═══ SELECTED TEXT

I am journeying the frontiers of my heart.

I made one decision the moment my soul beckoned me to step onto the footpath of the great love leaving behind the comfort of autonomous rambling.

I was going all the way.

All the way down to the depths of my heart inside the chambers of terror and fear that sheath the treasures of my eternal soul and the limitless nature of love. As I continue my descent into new heart-scapes I have come up for air to reflect on the teachings of my heart as a guide for deep loving and living.

There is one certainty in life and that is we have choice- we can choose how we meet love and for some loving with a guarded heart (either consciously or unconsciously) is a reasonable path. It means we don’t touch the places where terror and fear reside; one can live without even knowing these chambers exist. We look out upon the world with bemusement and relief that life seems uncomplicated in comparison to the madhouse around.

This used to be me.

The terrors and fears of the heart are birthed through the entry of our soul into embodiment. The collective abandonment wound of humanity is that we are separated from source and are ultimately alone. We have forgotten the threads to our divine parents who are no where to be seen or felt and we deeply descend into the isolation of matter. This collective wound plays out in the personal realm as we project our core despair onto our parents, partners and anyone who comes close to our tender, frightened heart.

I have turned to face these parts of my heart and as I do so everything that is not love within me has arisen with great force leaving me no choice but to feel everything.

Everything that exists.

I have had to find a divine anchor to hold myself steady as wave upon wave of grief and fear crash through my heart and the armour that dammed my deepest core soul wounds bursts open.

So here are the teachings of my own heart, my heart memoirs, from my heart to yours.

Whatever you feel, choose not to close. What I do know for sure is that I am not going to die and as strange as this sounds I have come to points where I felt I would die if I kept my heart open. Stay connected to your heart at all times and the moment it flinches or you feel it closing, guarding or numbing, Stop, Take a breath and choose to stay open. Let the energy or emotion pass through your heart instead of closing, stay with your feelings. This has been one of the hardest things for me to do and it takes great consciousness to track the flutterings of heart movement.

Make peace with your most needy, vulnerable parts and decide they are also welcome. One of the hardest parts of mining my heart was accepting that I have parts that are fragile, tender and afraid. Most of my life I have denied and shamed these aspects within me. I uncovered them inside my heart chambers as trembling children huddled in a darkened corner. To grow these parts up we need to welcome them as part of the council of our wholeness. Although I do not want these parts to lead me into the world I want their voices heard and I want to go as slow as they need, to hold compassion and tenderness for them as they arise from the dark blinking into the light of my awareness. I am choosing not to leave them behind as I delve into loving and being loved.

══════
═══ RECORD SET

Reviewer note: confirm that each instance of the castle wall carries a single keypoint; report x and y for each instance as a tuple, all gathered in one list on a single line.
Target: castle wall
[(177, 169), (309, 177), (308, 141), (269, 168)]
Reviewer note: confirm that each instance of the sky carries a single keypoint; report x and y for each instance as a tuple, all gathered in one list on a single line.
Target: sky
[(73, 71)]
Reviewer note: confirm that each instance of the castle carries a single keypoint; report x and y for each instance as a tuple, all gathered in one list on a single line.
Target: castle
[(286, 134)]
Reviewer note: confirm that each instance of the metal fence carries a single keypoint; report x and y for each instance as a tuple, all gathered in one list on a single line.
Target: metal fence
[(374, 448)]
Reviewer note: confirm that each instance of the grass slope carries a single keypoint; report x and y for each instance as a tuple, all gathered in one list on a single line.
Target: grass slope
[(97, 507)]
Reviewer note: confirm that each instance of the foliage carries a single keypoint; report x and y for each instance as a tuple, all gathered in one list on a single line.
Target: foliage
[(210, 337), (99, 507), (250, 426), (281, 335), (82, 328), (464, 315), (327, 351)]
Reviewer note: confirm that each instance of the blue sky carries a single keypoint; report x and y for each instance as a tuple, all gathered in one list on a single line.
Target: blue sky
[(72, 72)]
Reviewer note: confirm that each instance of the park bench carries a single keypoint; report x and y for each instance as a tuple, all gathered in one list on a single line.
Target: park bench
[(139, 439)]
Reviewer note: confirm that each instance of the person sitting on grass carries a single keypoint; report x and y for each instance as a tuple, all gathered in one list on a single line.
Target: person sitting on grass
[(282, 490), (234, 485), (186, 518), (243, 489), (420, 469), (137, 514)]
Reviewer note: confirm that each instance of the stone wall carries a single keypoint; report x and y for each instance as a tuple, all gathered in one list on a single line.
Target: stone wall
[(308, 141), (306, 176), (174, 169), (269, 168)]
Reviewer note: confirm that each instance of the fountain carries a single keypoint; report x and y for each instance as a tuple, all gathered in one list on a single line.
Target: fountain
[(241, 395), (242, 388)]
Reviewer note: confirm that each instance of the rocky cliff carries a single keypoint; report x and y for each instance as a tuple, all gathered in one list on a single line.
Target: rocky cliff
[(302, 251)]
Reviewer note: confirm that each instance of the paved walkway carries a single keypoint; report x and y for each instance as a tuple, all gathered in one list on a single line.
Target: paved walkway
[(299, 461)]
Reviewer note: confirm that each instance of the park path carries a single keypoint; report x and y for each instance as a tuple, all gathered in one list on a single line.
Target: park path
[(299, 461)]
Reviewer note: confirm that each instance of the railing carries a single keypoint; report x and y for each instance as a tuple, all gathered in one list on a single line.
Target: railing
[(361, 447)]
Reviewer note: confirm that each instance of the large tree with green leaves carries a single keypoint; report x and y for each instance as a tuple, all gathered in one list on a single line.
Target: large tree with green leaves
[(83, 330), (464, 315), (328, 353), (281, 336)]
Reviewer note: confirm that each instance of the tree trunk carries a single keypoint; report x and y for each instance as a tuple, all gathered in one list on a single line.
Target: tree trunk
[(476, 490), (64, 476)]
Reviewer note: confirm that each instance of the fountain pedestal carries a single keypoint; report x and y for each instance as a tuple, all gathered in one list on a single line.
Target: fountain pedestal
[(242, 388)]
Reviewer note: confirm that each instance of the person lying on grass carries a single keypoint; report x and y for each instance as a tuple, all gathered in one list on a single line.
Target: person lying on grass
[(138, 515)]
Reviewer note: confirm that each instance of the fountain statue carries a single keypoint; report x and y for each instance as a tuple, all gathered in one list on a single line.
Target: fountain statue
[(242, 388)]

══════

> _CHALLENGES_
• 1. Write out the part of the heart essay between "Make peace with" and "and being loved.", inclusive.
• 2. Format the lines of the records as a JSON list of strings, one per line, skipping blank lines. Include only the lines between the start of the records and the line holding "[(308, 141), (306, 176), (174, 169), (269, 168)]", inclusive.
The heart essay and the records are unrelated material.

> _SOLUTIONS_
• 1.
Make peace with your most needy, vulnerable parts and decide they are also welcome. One of the hardest parts of mining my heart was accepting that I have parts that are fragile, tender and afraid. Most of my life I have denied and shamed these aspects within me. I uncovered them inside my heart chambers as trembling children huddled in a darkened corner. To grow these parts up we need to welcome them as part of the council of our wholeness. Although I do not want these parts to lead me into the world I want their voices heard and I want to go as slow as they need, to hold compassion and tenderness for them as they arise from the dark blinking into the light of my awareness. I am choosing not to leave them behind as I delve into loving and being loved.

• 2.
[
  "Reviewer note: confirm that each instance of the castle wall carries a single keypoint; report x and y for each instance as a tuple, all gathered in one list on a single line.",
  "Target: castle wall",
  "[(177, 169), (309, 177), (308, 141), (269, 168)]",
  "Reviewer note: confirm that each instance of the sky carries a single keypoint; report x and y for each instance as a tuple, all gathered in one list on a single line.",
  "Target: sky",
  "[(73, 71)]",
  "Reviewer note: confirm that each instance of the castle carries a single keypoint; report x and y for each instance as a tuple, all gathered in one list on a single line.",
  "Target: castle",
  "[(286, 134)]",
  "Reviewer note: confirm that each instance of the metal fence carries a single keypoint; report x and y for each instance as a tuple, all gathered in one list on a single line.",
  "Target: metal fence",
  "[(374, 448)]",
  "Reviewer note: confirm that each instance of the grass slope carries a single keypoint; report x and y for each instance as a tuple, all gathered in one list on a single line.",
  "Target: grass slope",
  "[(97, 507)]",
  "Reviewer note: confirm that each instance of the foliage carries a single keypoint; report x and y for each instance as a tuple, all gathered in one list on a single line.",
  "Target: foliage",
  "[(210, 337), (99, 507), (250, 426), (281, 335), (82, 328), (464, 315), (327, 351)]",
  "Reviewer note: confirm that each instance of the blue sky carries a single keypoint; report x and y for each instance as a tuple, all gathered in one list on a single line.",
  "Target: blue sky",
  "[(72, 72)]",
  "Reviewer note: confirm that each instance of the park bench carries a single keypoint; report x and y for each instance as a tuple, all gathered in one list on a single line.",
  "Target: park bench",
  "[(139, 439)]",
  "Reviewer note: confirm that each instance of the person sitting on grass carries a single keypoint; report x and y for each instance as a tuple, all gathered in one list on a single line.",
  "Target: person sitting on grass",
  "[(282, 490), (234, 485), (186, 518), (243, 489), (420, 469), (137, 514)]",
  "Reviewer note: confirm that each instance of the stone wall carries a single keypoint; report x and y for each instance as a tuple, all gathered in one list on a single line.",
  "Target: stone wall",
  "[(308, 141), (306, 176), (174, 169), (269, 168)]"
]